#### WORK TO BE COMPLETED:
Search the records for lines that contain the word "single". Copy them all.

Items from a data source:
__________

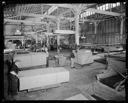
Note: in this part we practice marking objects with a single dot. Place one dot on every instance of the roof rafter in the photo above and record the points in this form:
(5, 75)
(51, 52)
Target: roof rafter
(50, 10)
(61, 5)
(104, 12)
(23, 21)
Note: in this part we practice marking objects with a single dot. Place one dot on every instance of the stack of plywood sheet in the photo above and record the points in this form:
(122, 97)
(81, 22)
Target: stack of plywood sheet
(29, 79)
(84, 57)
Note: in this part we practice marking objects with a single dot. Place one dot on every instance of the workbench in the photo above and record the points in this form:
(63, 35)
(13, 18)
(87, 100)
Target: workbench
(42, 77)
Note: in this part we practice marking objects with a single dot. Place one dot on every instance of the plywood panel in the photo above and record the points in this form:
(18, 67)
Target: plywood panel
(42, 77)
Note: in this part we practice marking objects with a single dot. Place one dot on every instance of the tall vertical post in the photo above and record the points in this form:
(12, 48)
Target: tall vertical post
(77, 29)
(121, 29)
(95, 32)
(58, 28)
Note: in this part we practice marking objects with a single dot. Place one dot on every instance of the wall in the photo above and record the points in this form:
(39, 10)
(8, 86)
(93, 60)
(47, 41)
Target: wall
(9, 29)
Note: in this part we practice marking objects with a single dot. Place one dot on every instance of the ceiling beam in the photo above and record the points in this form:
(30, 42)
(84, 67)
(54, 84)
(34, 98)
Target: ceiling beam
(36, 15)
(50, 10)
(69, 10)
(103, 12)
(23, 21)
(39, 15)
(61, 5)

__________

#### ANSWER TO THE EXERCISE:
Note: in this part we practice marking objects with a single dot. Place one dot on every instance of the roof rafter in the photo above and record the points in this form:
Note: in this part we practice marking objects with a single dot. Place one dot on every instance of the stack of plywood sheet in the photo above and record the points in this form:
Note: in this part we practice marking objects with a single dot. Place one dot on every instance of the workbench in the photo above and record the points in this form:
Note: in this part we practice marking objects with a single dot. Place one dot on every instance of the plywood panel in the photo above and record the points in this form:
Note: in this part we practice marking objects with a single dot. Place one dot on every instance of the tall vertical post in the photo above and record the points in this form:
Note: in this part we practice marking objects with a single dot. Place one dot on every instance of the wall in the photo above and record the points in this form:
Note: in this part we practice marking objects with a single dot. Place one dot on every instance of the ceiling beam in the photo above and record the points in this form:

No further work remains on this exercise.